» **TASK STATEMENT**
Report how many lines in the records below contain the string "graphic", matching case exactly. Give only the number.

» **SUPPLIED ENTRIES**

▬▬▬▬▬▬

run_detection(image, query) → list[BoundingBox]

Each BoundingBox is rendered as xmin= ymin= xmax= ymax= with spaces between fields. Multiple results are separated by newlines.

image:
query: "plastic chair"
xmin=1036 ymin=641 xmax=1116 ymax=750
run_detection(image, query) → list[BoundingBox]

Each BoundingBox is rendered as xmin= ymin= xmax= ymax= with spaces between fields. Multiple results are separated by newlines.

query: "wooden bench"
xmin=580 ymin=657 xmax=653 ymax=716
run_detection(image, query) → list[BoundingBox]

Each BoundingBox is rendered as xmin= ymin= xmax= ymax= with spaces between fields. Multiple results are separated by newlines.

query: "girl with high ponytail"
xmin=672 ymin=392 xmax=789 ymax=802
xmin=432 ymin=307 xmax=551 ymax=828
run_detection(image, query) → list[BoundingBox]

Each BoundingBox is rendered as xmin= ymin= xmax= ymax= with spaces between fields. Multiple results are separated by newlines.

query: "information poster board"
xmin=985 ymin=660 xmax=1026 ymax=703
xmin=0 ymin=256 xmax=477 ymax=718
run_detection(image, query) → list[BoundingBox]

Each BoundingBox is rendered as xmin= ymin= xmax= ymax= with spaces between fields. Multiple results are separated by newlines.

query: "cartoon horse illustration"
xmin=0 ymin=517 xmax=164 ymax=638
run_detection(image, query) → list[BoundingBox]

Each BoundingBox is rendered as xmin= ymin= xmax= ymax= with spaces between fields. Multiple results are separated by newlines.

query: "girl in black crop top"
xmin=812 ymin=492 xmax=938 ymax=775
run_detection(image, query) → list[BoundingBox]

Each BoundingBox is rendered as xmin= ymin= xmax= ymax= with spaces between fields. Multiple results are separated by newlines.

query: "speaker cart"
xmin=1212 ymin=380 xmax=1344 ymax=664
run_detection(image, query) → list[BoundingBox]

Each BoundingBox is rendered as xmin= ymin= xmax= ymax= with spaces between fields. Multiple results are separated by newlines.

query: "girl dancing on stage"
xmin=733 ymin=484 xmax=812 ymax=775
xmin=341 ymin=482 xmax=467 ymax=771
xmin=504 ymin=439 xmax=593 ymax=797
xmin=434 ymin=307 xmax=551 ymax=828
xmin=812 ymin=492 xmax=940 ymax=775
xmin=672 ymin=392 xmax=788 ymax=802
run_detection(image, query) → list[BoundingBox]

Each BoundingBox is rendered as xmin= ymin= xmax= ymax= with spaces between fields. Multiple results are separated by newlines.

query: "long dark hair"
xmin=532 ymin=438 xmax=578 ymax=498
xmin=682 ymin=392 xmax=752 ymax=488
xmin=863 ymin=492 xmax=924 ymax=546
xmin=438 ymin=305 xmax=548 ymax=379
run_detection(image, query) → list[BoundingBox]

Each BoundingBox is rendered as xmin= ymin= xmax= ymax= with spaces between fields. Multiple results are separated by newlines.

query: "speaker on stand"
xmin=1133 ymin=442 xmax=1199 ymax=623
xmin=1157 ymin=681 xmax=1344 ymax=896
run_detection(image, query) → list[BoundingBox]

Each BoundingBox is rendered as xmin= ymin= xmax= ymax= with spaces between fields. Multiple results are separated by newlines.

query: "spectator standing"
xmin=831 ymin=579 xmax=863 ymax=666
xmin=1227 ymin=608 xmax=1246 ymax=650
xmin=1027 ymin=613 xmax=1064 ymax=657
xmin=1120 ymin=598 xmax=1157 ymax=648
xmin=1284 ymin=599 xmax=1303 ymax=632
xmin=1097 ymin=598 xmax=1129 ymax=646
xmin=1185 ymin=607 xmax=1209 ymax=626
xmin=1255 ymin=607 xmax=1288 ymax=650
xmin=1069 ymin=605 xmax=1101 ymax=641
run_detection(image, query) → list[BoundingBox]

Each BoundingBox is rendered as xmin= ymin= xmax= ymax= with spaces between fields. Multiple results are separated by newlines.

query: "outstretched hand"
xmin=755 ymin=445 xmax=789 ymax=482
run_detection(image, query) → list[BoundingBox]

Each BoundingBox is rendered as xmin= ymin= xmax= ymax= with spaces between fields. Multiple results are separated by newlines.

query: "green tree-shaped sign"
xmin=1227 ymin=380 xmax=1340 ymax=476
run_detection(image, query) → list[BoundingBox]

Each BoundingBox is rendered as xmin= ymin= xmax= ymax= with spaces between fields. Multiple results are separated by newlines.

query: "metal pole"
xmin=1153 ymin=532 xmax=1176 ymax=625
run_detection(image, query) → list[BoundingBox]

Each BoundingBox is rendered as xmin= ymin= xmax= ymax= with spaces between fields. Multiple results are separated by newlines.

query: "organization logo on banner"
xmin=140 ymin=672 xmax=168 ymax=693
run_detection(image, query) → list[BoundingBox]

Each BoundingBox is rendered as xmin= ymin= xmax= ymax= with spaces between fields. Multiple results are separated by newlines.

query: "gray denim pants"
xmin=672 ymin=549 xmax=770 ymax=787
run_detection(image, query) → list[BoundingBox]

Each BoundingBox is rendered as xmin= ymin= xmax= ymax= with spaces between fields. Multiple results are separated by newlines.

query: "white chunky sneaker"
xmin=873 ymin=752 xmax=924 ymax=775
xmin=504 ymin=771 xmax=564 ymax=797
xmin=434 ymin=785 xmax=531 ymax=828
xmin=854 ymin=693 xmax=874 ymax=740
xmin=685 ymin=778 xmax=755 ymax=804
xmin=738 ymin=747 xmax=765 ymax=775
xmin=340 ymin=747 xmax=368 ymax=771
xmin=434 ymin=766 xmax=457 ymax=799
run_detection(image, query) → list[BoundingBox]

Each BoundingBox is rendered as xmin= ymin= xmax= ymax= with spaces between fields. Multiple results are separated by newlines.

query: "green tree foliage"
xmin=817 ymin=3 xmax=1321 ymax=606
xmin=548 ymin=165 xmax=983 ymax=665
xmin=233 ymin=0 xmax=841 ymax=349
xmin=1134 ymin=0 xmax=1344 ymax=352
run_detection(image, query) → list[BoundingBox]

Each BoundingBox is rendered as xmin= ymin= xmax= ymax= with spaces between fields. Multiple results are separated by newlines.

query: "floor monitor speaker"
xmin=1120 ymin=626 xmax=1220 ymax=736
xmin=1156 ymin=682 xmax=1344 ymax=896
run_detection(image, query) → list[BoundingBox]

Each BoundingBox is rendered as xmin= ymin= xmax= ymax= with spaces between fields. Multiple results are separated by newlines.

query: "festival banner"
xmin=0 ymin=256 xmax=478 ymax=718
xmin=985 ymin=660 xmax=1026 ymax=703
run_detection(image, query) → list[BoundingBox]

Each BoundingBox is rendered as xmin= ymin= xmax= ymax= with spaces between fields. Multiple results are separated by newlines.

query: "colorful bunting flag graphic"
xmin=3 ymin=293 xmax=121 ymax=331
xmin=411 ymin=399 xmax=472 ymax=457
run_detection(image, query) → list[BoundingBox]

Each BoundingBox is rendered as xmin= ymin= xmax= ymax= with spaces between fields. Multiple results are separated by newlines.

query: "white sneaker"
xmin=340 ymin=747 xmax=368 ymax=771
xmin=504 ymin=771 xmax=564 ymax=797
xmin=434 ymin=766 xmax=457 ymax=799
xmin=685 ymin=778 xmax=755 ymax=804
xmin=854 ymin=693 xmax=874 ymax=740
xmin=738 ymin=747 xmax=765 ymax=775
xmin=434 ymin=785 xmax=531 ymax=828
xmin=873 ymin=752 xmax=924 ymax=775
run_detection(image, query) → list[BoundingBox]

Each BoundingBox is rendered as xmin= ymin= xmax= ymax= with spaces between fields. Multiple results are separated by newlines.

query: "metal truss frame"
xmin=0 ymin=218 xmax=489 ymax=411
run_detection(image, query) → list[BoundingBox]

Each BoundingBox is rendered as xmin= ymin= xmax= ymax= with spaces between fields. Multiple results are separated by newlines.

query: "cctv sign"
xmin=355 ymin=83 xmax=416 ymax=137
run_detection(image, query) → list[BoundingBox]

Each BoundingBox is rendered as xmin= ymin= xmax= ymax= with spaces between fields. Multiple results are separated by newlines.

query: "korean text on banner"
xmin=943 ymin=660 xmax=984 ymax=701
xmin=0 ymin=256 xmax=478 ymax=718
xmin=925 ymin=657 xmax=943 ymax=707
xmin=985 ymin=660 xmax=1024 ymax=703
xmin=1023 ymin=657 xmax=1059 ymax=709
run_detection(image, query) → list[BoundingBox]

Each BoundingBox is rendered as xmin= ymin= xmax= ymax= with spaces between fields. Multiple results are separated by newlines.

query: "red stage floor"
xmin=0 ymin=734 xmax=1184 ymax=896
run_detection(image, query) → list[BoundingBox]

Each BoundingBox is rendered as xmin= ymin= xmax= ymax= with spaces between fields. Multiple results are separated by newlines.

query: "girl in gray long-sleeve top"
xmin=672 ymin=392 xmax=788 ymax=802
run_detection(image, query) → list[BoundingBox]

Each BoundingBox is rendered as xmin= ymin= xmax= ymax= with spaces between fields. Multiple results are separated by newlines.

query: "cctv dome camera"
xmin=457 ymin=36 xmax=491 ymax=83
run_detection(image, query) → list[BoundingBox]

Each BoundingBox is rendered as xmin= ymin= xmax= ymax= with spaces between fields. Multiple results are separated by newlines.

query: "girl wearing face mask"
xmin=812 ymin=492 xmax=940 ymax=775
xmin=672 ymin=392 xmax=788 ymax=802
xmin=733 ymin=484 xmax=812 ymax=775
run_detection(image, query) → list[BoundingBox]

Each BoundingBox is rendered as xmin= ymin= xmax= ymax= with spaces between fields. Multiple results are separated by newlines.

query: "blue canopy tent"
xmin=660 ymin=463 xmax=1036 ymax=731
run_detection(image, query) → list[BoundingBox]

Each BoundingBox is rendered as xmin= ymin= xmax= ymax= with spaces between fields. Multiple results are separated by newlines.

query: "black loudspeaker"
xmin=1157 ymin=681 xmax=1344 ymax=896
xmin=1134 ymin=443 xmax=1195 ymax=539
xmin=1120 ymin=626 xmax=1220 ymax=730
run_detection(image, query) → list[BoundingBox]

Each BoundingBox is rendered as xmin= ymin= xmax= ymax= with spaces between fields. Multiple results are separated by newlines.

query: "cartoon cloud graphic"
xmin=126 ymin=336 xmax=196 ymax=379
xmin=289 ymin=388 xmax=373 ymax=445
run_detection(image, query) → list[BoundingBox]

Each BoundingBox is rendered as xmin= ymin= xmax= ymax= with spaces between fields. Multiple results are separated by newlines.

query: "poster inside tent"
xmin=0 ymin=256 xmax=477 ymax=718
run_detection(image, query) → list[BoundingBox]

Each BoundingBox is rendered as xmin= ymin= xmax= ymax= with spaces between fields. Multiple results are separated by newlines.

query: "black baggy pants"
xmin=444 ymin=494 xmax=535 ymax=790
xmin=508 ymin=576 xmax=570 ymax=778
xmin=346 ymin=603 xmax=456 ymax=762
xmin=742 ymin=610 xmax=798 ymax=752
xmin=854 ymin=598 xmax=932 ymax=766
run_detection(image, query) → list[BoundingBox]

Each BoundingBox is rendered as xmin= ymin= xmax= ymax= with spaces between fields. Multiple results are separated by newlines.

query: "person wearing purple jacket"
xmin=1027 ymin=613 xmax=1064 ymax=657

▬▬▬▬▬▬

» **THE RESPONSE**
2